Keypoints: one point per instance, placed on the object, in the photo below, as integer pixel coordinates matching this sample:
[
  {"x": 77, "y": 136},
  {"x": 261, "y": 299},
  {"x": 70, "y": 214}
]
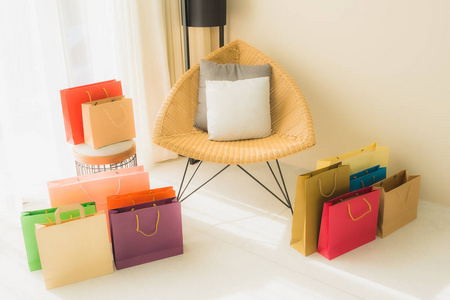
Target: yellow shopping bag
[
  {"x": 313, "y": 190},
  {"x": 75, "y": 249},
  {"x": 359, "y": 160}
]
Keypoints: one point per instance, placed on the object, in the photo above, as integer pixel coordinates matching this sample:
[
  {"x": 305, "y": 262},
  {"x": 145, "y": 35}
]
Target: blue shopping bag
[{"x": 367, "y": 177}]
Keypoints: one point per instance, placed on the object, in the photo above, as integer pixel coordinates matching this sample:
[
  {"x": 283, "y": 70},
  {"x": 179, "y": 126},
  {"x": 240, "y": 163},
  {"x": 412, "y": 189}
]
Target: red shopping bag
[
  {"x": 348, "y": 222},
  {"x": 72, "y": 98}
]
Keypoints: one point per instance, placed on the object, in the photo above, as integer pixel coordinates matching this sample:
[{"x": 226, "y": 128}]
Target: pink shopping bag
[
  {"x": 348, "y": 222},
  {"x": 97, "y": 187}
]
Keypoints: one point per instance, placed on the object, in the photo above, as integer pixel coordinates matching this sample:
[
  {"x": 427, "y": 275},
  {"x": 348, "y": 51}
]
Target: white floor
[{"x": 236, "y": 243}]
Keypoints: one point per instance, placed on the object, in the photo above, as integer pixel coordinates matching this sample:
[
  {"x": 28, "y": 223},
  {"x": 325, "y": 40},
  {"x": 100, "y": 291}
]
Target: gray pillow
[{"x": 223, "y": 72}]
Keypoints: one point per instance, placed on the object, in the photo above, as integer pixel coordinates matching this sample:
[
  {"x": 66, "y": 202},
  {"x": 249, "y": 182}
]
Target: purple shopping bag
[{"x": 146, "y": 232}]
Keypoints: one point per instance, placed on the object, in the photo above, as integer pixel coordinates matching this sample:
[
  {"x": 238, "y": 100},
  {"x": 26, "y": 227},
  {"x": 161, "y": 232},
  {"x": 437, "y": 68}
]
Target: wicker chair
[{"x": 292, "y": 126}]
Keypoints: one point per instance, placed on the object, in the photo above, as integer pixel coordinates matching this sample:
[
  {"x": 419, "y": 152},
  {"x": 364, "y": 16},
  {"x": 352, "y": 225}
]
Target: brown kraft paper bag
[
  {"x": 108, "y": 121},
  {"x": 399, "y": 197}
]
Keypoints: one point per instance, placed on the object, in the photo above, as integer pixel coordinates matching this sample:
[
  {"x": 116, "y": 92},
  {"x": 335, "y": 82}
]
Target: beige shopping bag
[
  {"x": 313, "y": 190},
  {"x": 361, "y": 159},
  {"x": 75, "y": 249},
  {"x": 108, "y": 121},
  {"x": 399, "y": 198}
]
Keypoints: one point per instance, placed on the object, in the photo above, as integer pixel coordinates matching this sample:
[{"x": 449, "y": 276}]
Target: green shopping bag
[{"x": 44, "y": 216}]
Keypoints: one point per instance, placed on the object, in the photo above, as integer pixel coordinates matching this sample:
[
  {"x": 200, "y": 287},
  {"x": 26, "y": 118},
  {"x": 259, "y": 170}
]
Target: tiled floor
[{"x": 236, "y": 242}]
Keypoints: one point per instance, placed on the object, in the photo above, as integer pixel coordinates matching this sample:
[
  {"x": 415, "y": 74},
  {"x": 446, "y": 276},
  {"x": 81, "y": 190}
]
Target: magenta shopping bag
[
  {"x": 348, "y": 222},
  {"x": 146, "y": 232}
]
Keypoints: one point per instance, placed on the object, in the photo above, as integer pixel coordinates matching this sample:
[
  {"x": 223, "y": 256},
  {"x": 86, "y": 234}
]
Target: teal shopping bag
[
  {"x": 44, "y": 216},
  {"x": 367, "y": 177}
]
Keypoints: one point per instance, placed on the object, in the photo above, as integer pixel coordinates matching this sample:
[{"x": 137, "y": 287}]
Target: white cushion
[{"x": 238, "y": 110}]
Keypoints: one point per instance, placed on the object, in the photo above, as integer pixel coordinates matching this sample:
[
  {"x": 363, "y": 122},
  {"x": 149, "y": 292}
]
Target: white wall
[{"x": 369, "y": 70}]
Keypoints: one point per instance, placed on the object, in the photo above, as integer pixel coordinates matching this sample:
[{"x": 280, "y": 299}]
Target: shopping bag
[
  {"x": 366, "y": 178},
  {"x": 71, "y": 100},
  {"x": 399, "y": 198},
  {"x": 146, "y": 232},
  {"x": 75, "y": 249},
  {"x": 108, "y": 121},
  {"x": 121, "y": 200},
  {"x": 361, "y": 159},
  {"x": 97, "y": 187},
  {"x": 348, "y": 222},
  {"x": 116, "y": 201},
  {"x": 29, "y": 219},
  {"x": 313, "y": 189}
]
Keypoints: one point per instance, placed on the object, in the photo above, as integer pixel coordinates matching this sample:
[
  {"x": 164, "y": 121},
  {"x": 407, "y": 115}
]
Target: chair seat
[
  {"x": 292, "y": 125},
  {"x": 196, "y": 145}
]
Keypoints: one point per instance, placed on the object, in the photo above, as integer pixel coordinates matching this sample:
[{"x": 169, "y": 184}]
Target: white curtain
[{"x": 52, "y": 45}]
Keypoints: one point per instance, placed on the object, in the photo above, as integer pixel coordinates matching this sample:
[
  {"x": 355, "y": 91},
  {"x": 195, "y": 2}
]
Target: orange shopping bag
[
  {"x": 97, "y": 187},
  {"x": 72, "y": 98}
]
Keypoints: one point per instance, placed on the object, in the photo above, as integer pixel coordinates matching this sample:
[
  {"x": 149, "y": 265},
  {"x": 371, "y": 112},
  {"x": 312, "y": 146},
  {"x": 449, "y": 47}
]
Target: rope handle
[
  {"x": 334, "y": 188},
  {"x": 350, "y": 213},
  {"x": 89, "y": 94},
  {"x": 156, "y": 227},
  {"x": 99, "y": 202},
  {"x": 68, "y": 208},
  {"x": 404, "y": 199}
]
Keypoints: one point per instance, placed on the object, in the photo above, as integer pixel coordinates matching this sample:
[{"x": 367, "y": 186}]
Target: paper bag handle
[
  {"x": 404, "y": 200},
  {"x": 373, "y": 181},
  {"x": 112, "y": 121},
  {"x": 350, "y": 213},
  {"x": 102, "y": 202},
  {"x": 62, "y": 209},
  {"x": 320, "y": 187},
  {"x": 90, "y": 99},
  {"x": 143, "y": 233}
]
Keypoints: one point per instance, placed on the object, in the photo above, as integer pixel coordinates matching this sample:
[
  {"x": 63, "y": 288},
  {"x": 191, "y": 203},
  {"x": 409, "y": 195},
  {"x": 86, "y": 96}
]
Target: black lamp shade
[{"x": 205, "y": 13}]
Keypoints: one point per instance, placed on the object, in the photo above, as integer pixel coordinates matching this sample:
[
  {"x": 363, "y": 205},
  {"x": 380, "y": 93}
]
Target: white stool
[{"x": 116, "y": 156}]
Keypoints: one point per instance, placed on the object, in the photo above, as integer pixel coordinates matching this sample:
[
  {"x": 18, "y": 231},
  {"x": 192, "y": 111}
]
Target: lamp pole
[{"x": 202, "y": 13}]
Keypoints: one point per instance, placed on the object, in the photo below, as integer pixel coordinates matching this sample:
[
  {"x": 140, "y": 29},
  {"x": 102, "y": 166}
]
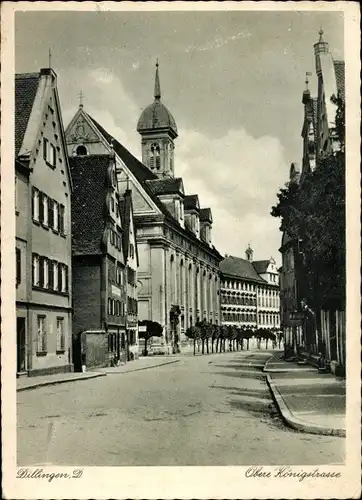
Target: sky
[{"x": 233, "y": 80}]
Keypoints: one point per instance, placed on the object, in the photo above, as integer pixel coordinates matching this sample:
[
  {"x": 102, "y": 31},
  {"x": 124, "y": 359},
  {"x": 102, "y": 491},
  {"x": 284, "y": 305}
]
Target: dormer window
[{"x": 81, "y": 150}]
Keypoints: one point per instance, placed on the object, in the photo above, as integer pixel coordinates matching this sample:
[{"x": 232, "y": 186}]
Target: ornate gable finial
[
  {"x": 307, "y": 74},
  {"x": 157, "y": 83}
]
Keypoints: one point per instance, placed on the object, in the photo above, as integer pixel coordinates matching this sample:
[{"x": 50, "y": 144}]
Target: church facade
[{"x": 178, "y": 274}]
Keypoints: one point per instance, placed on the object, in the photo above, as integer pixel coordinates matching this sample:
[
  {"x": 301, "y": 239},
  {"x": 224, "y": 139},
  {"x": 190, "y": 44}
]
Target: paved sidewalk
::::
*REQUEST:* Locate each line in the listing above that contains the word "lamp" and copy those lines.

*THE REPLY:*
Target: black lamp shade
Target: lamp pole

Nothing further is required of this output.